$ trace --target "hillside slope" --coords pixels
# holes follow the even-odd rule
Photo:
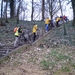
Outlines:
[[[0,65],[0,75],[75,75],[75,29],[71,22],[54,28],[26,50],[17,51]]]

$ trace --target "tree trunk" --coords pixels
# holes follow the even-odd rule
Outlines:
[[[33,7],[33,0],[32,0],[32,13],[31,13],[31,21],[33,21],[33,12],[34,12],[34,7]]]
[[[63,16],[62,7],[61,7],[61,1],[60,0],[59,0],[59,4],[60,4],[61,15]],[[64,20],[63,20],[63,28],[64,28],[64,35],[67,35]]]
[[[19,12],[20,12],[20,3],[17,9],[17,24],[19,24]]]
[[[71,0],[73,7],[73,26],[75,26],[75,0]]]
[[[3,0],[1,2],[1,26],[3,25],[3,20],[2,20],[2,12],[3,12]]]
[[[6,15],[5,15],[6,16],[6,23],[8,23],[8,19],[7,19],[7,5],[8,5],[8,2],[6,1],[6,11],[5,11],[6,12]]]
[[[45,12],[45,0],[42,0],[42,21],[44,21],[44,12]]]
[[[10,18],[15,16],[15,0],[10,0]]]

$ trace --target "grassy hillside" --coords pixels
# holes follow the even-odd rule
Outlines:
[[[0,74],[75,75],[75,28],[72,22],[65,25],[67,35],[64,35],[62,25],[52,29],[46,37],[27,50],[21,49],[11,54],[0,65]]]
[[[14,32],[13,29],[18,26],[26,28],[32,32],[32,27],[34,24],[37,24],[39,27],[44,27],[43,21],[20,21],[19,24],[16,24],[16,20],[9,20],[9,23],[6,23],[6,26],[0,26],[0,43],[2,44],[12,44],[14,41]]]

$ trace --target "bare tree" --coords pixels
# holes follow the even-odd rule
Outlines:
[[[17,24],[19,24],[19,13],[20,13],[21,0],[19,0],[19,5],[17,8]]]
[[[61,6],[61,1],[59,0],[59,4],[60,4],[60,10],[61,10],[61,15],[63,16],[63,12],[62,12],[62,6]],[[65,28],[65,23],[64,23],[64,20],[63,20],[63,27],[64,27],[64,35],[66,35],[66,28]]]
[[[75,0],[71,0],[73,8],[73,26],[75,26]]]
[[[31,21],[33,21],[33,12],[34,12],[34,7],[33,7],[33,4],[34,4],[34,0],[32,0],[32,13],[31,13]]]
[[[45,0],[42,0],[42,20],[44,21],[44,13],[45,13]]]
[[[47,0],[45,8],[46,12],[49,12],[50,18],[52,19],[53,16],[60,10],[58,0]]]

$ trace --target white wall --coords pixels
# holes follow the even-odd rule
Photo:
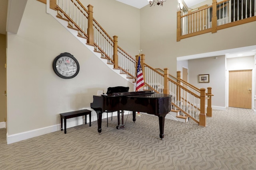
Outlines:
[[[195,59],[188,61],[189,82],[196,87],[207,88],[210,87],[212,105],[214,109],[224,109],[225,107],[225,57],[217,57]],[[209,83],[198,82],[199,74],[209,74]]]
[[[147,6],[140,10],[140,48],[145,63],[153,68],[177,71],[177,57],[256,45],[256,21],[176,41],[177,0],[163,6]]]
[[[8,33],[7,41],[8,140],[35,129],[59,128],[60,113],[92,110],[97,90],[106,92],[108,87],[118,86],[133,89],[133,84],[109,69],[37,1],[28,1],[18,33]],[[60,78],[52,68],[54,58],[66,52],[80,65],[78,74],[71,79]],[[96,120],[94,111],[92,116]]]

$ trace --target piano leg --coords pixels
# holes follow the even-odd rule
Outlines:
[[[98,132],[100,135],[101,135],[101,122],[102,117],[102,112],[96,111],[97,113],[97,119],[98,119]]]
[[[159,119],[159,129],[160,130],[160,135],[159,135],[160,138],[162,140],[164,140],[164,116],[158,116]]]
[[[134,123],[136,121],[136,111],[132,111],[132,121]]]
[[[117,112],[118,125],[116,126],[116,129],[123,129],[125,127],[124,125],[124,113],[123,110],[122,110],[121,111],[118,111]],[[120,122],[120,114],[121,114],[121,119],[122,119],[122,121],[121,122]]]

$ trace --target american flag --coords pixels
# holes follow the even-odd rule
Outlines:
[[[145,85],[142,70],[141,68],[141,65],[140,65],[140,55],[139,56],[139,59],[138,61],[137,78],[136,79],[136,91],[137,92],[140,88]]]

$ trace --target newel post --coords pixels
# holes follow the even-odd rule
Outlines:
[[[89,4],[88,8],[88,28],[87,28],[87,35],[88,38],[87,39],[87,43],[92,45],[94,45],[93,37],[93,6]]]
[[[169,70],[167,68],[164,68],[164,94],[169,94],[169,86],[168,86],[168,76],[169,75]]]
[[[177,12],[177,41],[180,41],[180,36],[181,36],[181,25],[180,22],[180,11]]]
[[[205,89],[200,89],[200,114],[199,125],[206,126],[206,115],[205,114]]]
[[[212,0],[212,33],[214,33],[217,32],[217,0]]]
[[[181,78],[181,72],[180,71],[177,71],[177,82],[180,85],[181,84],[180,81],[179,80],[180,80]],[[177,100],[178,101],[181,101],[181,89],[180,87],[178,86],[176,90],[176,94],[177,94],[177,96],[178,97],[177,98]]]
[[[207,100],[207,117],[212,117],[212,88],[207,88],[207,95],[209,99]]]
[[[56,10],[57,4],[56,3],[56,0],[50,0],[50,8]]]
[[[114,39],[114,49],[113,54],[113,60],[114,62],[114,68],[118,68],[118,55],[117,53],[117,38],[118,36],[114,35],[113,36]]]

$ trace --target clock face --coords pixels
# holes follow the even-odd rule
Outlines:
[[[63,78],[73,78],[79,71],[78,61],[68,53],[61,53],[55,58],[52,66],[57,75]]]

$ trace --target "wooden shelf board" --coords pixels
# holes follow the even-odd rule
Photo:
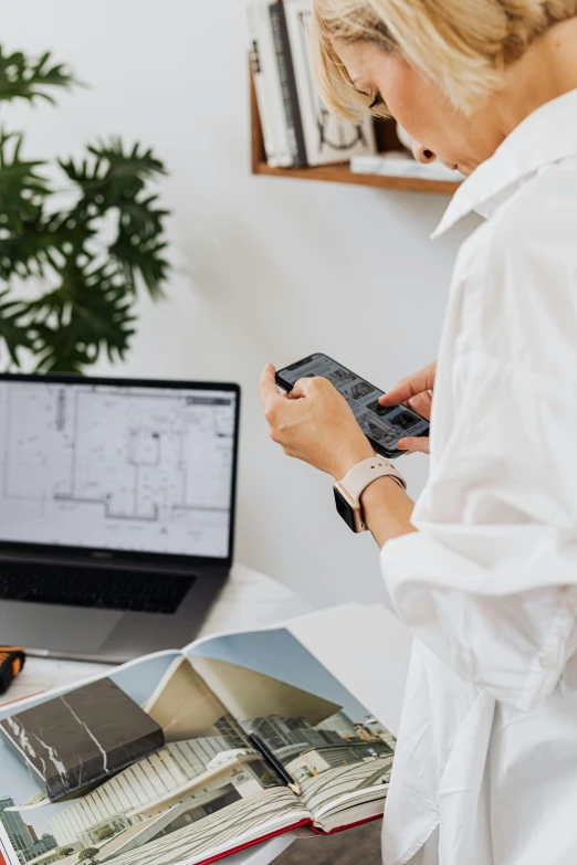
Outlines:
[[[452,180],[357,175],[350,170],[348,162],[343,165],[318,166],[316,168],[271,168],[266,162],[258,161],[253,165],[253,173],[266,175],[267,177],[287,177],[293,178],[293,180],[324,180],[329,183],[353,183],[360,187],[373,187],[375,189],[402,189],[412,192],[433,192],[442,196],[452,196],[460,186],[460,181]]]
[[[252,66],[249,63],[250,114],[251,114],[251,167],[253,175],[265,177],[288,177],[298,180],[324,180],[329,183],[353,183],[375,189],[402,189],[411,192],[433,192],[452,196],[460,181],[426,180],[417,177],[382,177],[381,175],[355,175],[349,163],[318,166],[315,168],[271,168],[264,152],[264,137],[259,115],[259,105],[254,89]],[[380,152],[398,150],[401,145],[397,138],[396,124],[385,120],[376,124],[378,149]]]

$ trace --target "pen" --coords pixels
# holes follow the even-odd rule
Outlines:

◆ **The exercise**
Turn all the entries above into a JSON list of strings, one string per line, skipping blank lines. Leave out the picture lines.

◆ **Written response**
[
  "$ trace --target \"hillside slope\" --coords pixels",
  "# holes follow the even-odd rule",
  "Photo:",
  "Outlines:",
  "[[[0,65],[0,75],[75,75],[75,29],[71,22],[54,28],[26,50],[17,51]]]",
  "$ trace --target \"tree trunk\" --coords pixels",
  "# holes follow the even-odd rule",
  "Outlines:",
  "[[[33,7],[33,0],[32,0],[32,13],[31,13],[31,21],[33,21],[33,12],[34,12],[34,7]]]",
  "[[[63,16],[62,7],[61,7],[61,1],[60,0],[59,0],[59,4],[60,4],[61,15]],[[64,20],[63,20],[63,28],[64,28],[64,35],[67,35]]]",
  "[[[19,12],[20,12],[20,3],[17,9],[17,24],[19,24]]]",
  "[[[71,0],[73,7],[73,26],[75,26],[75,0]]]",
  "[[[3,0],[1,2],[1,26],[3,25],[3,20],[2,20],[2,12],[3,12]]]",
  "[[[6,15],[5,15],[6,16],[6,23],[8,23],[8,19],[7,19],[7,5],[8,5],[8,2],[6,1],[6,11],[5,11],[6,12]]]",
  "[[[45,12],[45,0],[42,0],[42,21],[44,21],[44,12]]]",
  "[[[10,18],[15,16],[15,0],[10,0]]]",
  "$ trace --target \"grassy hillside\" --coords pixels",
  "# holes follow the even-odd rule",
  "Outlines:",
  "[[[0,74],[75,75],[75,28],[72,22],[65,25],[67,35],[64,35],[62,25],[52,29],[46,37],[27,50],[21,49],[11,54],[0,65]]]",
  "[[[14,32],[13,29],[18,26],[26,28],[32,32],[32,27],[34,24],[37,24],[39,27],[44,27],[43,21],[20,21],[19,24],[16,24],[16,20],[9,20],[9,23],[6,23],[6,26],[0,26],[0,43],[2,44],[12,44],[14,41]]]",
  "$ trace --target \"bare tree\" --coords pixels",
  "# holes follow the even-odd rule",
  "Outlines:",
  "[[[17,24],[19,24],[19,13],[20,13],[21,0],[19,0],[19,5],[17,8]]]",
  "[[[61,6],[61,1],[59,0],[59,4],[60,4],[60,10],[61,10],[61,15],[63,16],[63,12],[62,12],[62,6]],[[65,28],[65,23],[64,23],[64,20],[63,20],[63,27],[64,27],[64,35],[66,35],[66,28]]]",
  "[[[75,0],[71,0],[73,8],[73,26],[75,26]]]",
  "[[[31,21],[33,21],[33,12],[34,12],[34,7],[33,7],[33,4],[34,4],[34,0],[32,0],[32,13],[31,13]]]",
  "[[[45,0],[42,0],[42,20],[44,21],[44,13],[45,13]]]",
  "[[[47,0],[45,8],[46,12],[49,12],[50,18],[52,19],[53,16],[60,10],[58,0]]]",
  "$ trace --target white wall --coords pixels",
  "# holes follow the even-odd rule",
  "Photo:",
  "Outlines:",
  "[[[195,59],[188,61],[189,82],[196,87],[207,88],[210,87],[212,105],[214,109],[224,109],[225,107],[225,57],[217,57]],[[209,83],[198,82],[199,74],[209,74]]]",
  "[[[147,6],[140,10],[140,48],[145,63],[153,68],[177,71],[177,57],[256,45],[256,21],[176,41],[177,0],[163,6]]]",
  "[[[8,33],[7,41],[8,140],[35,129],[59,128],[60,113],[92,110],[97,90],[106,92],[108,87],[118,86],[133,89],[133,84],[109,69],[37,1],[28,1],[18,33]],[[60,78],[52,68],[54,58],[66,52],[80,65],[78,74],[71,79]],[[96,120],[94,111],[92,116]]]",
  "$ trace --target piano leg --coords pixels",
  "# holes follow the even-odd rule",
  "Outlines:",
  "[[[98,132],[100,135],[101,135],[101,122],[102,117],[102,112],[96,111],[97,113],[97,119],[98,119]]]",
  "[[[159,119],[159,129],[160,130],[160,135],[159,135],[160,138],[162,140],[164,140],[164,116],[158,116]]]",
  "[[[134,123],[136,121],[136,111],[132,111],[132,121]]]",
  "[[[117,112],[118,125],[116,126],[116,129],[123,129],[125,127],[124,125],[124,113],[123,110],[122,110],[121,111],[118,111]],[[120,122],[120,114],[121,114],[121,119],[122,119],[122,121],[121,122]]]",
  "$ trace --target american flag --coords pixels",
  "# holes follow the even-odd rule",
  "Outlines:",
  "[[[145,85],[142,70],[141,68],[141,65],[140,65],[140,55],[139,56],[139,59],[138,61],[137,78],[136,79],[136,91],[137,92],[140,88]]]",
  "$ trace --target newel post --coords pixels",
  "# holes follow the even-odd rule",
  "Outlines:",
  "[[[89,4],[88,8],[88,28],[87,28],[87,35],[88,38],[87,39],[87,43],[92,45],[94,45],[93,37],[93,6]]]",
  "[[[169,70],[167,68],[164,68],[164,94],[169,94],[169,86],[168,86],[168,76],[169,75]]]",
  "[[[177,12],[177,41],[180,41],[180,36],[181,36],[181,25],[180,22],[180,11]]]",
  "[[[205,89],[200,89],[200,114],[199,125],[206,126],[206,115],[205,114]]]",
  "[[[212,0],[212,33],[214,33],[217,32],[217,0]]]",
  "[[[181,78],[181,72],[180,71],[177,71],[177,82],[180,85],[181,84],[180,81],[179,80],[180,80]],[[177,100],[178,101],[181,101],[181,89],[180,87],[178,86],[176,90],[176,94],[177,94],[177,96],[178,97],[177,98]]]",
  "[[[207,100],[207,117],[212,117],[212,88],[207,88],[207,95],[209,99]]]",
  "[[[56,10],[57,4],[56,3],[56,0],[50,0],[50,8]]]",
  "[[[114,39],[114,49],[113,54],[113,60],[114,62],[114,68],[118,68],[118,55],[117,53],[117,38],[118,36],[114,35],[113,36]]]",
  "$ trace --target clock face --coords pixels",
  "# holes follow the even-odd rule",
  "Outlines:",
  "[[[63,78],[73,78],[79,71],[78,61],[68,53],[61,53],[55,58],[52,66],[57,75]]]",
  "$ trace --target \"wooden shelf board\" --coords pixels",
  "# holes follow the even-odd rule",
  "Photo:",
  "Outlines:",
  "[[[452,180],[357,175],[350,170],[348,162],[343,165],[318,166],[316,168],[271,168],[266,162],[258,161],[253,165],[253,173],[266,175],[267,177],[287,177],[293,178],[293,180],[324,180],[329,183],[353,183],[360,187],[373,187],[375,189],[402,189],[412,192],[433,192],[442,196],[452,196],[460,186],[460,181]]]",
  "[[[252,66],[249,63],[250,114],[251,114],[251,167],[253,175],[265,177],[288,177],[298,180],[324,180],[329,183],[353,183],[375,189],[402,189],[411,192],[433,192],[452,196],[460,181],[426,180],[417,177],[382,177],[381,175],[355,175],[349,163],[318,166],[315,168],[271,168],[264,152],[264,137],[259,115],[259,105],[254,89]],[[380,152],[398,150],[401,145],[397,138],[396,124],[385,120],[376,124],[378,149]]]",
  "$ trace --target \"pen\" --coords pixels",
  "# holes follow the even-odd rule",
  "Outlines:"
]